**Task item**
Below is a block of records: output all of them exactly and leave out the pictures.

(Collected data entries)
----
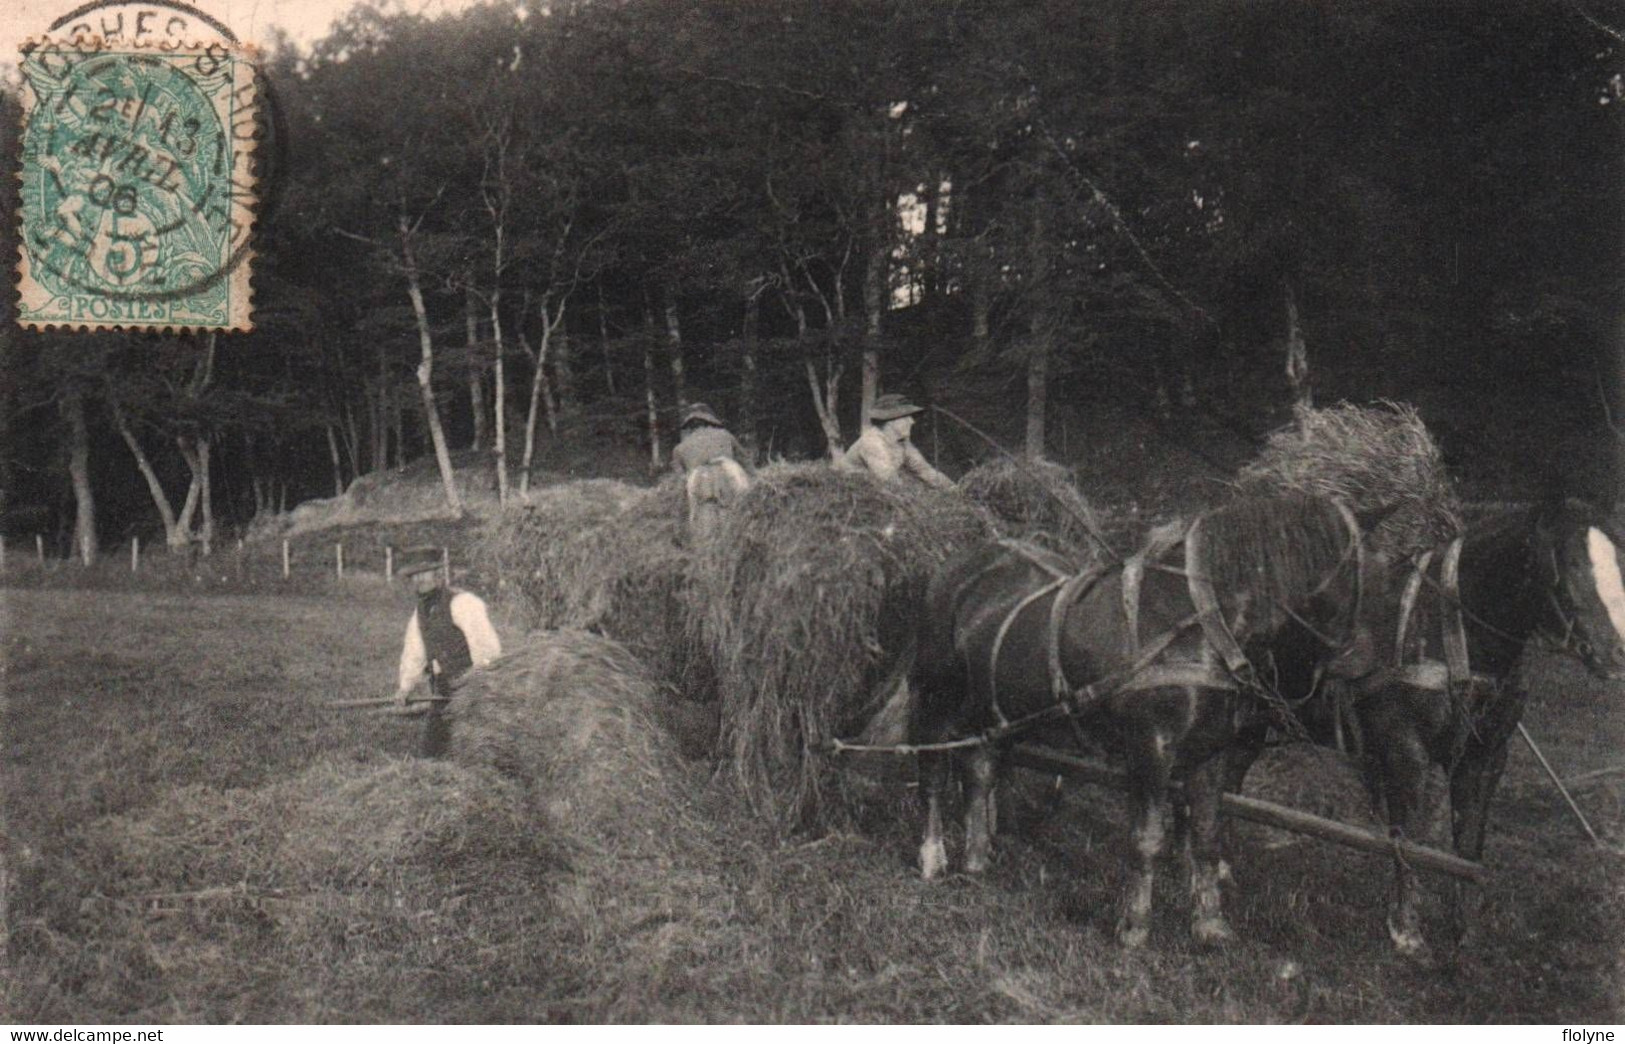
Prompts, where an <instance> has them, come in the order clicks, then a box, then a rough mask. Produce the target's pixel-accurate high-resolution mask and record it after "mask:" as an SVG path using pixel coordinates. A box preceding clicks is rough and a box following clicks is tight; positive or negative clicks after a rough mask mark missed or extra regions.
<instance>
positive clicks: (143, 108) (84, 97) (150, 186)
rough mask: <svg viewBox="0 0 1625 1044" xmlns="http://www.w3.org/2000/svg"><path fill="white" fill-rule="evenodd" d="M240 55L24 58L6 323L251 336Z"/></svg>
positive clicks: (55, 47) (222, 51)
mask: <svg viewBox="0 0 1625 1044" xmlns="http://www.w3.org/2000/svg"><path fill="white" fill-rule="evenodd" d="M252 57H254V55H252V52H250V50H249V49H245V47H241V46H231V44H218V42H216V44H197V46H180V47H176V46H153V47H135V46H130V44H125V42H112V44H104V42H102V41H101V39H98V37H83V36H78V37H75V39H73V41H72V42H50V41H37V42H32V44H28V46H24V47H23V60H21V70H23V83H24V89H23V148H21V171H20V177H21V192H20V197H21V198H20V207H18V221H20V229H18V231H20V250H18V252H20V259H18V275H20V276H21V278H20V283H18V293H20V309H18V322H21V324H23V325H24V327H32V328H44V327H49V325H55V327H67V328H88V330H99V328H114V327H120V328H125V330H132V328H135V330H140V328H146V330H164V328H169V330H250V328H252V324H250V309H252V294H250V289H252V288H250V278H249V276H250V272H249V267H250V260H252V249H250V234H252V229H254V211H255V179H254V145H255V127H257V122H255V81H254V62H252Z"/></svg>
----
**The completed task**
Prompts, where an <instance> has them, come in the order clicks, then a box, then a rough mask. Produce the target's pixel-accurate high-resolution mask and record it after "mask:" as an SVG path using pixel coordinates. A box preceding clicks is rough and a box following clicks is tight; positive or negative clicks after a rough mask mark missed or extra regions.
<instance>
positive clicks: (143, 108) (84, 97) (150, 186)
rough mask: <svg viewBox="0 0 1625 1044" xmlns="http://www.w3.org/2000/svg"><path fill="white" fill-rule="evenodd" d="M240 55L24 58L6 323L251 336Z"/></svg>
positive clicks: (55, 47) (222, 51)
mask: <svg viewBox="0 0 1625 1044" xmlns="http://www.w3.org/2000/svg"><path fill="white" fill-rule="evenodd" d="M252 57H254V55H252V52H250V50H249V49H245V47H241V46H231V44H218V42H216V44H197V46H180V47H176V46H153V47H135V46H130V44H125V42H112V44H104V42H102V41H101V39H98V37H83V36H78V37H75V39H73V41H72V42H50V41H37V42H32V44H28V46H24V47H23V60H21V70H23V83H24V89H23V148H21V171H20V177H21V192H20V197H21V198H20V207H18V221H20V229H18V231H20V250H18V252H20V259H18V275H20V276H21V278H20V283H18V293H20V309H18V322H21V324H23V325H24V327H32V328H44V327H49V325H55V327H67V328H88V330H99V328H114V327H120V328H125V330H132V328H135V330H140V328H146V330H164V328H169V330H250V328H252V324H250V309H252V294H250V289H252V288H250V278H249V276H250V272H249V267H250V260H252V249H250V234H252V229H254V211H255V179H254V145H255V127H257V122H255V81H254V62H252Z"/></svg>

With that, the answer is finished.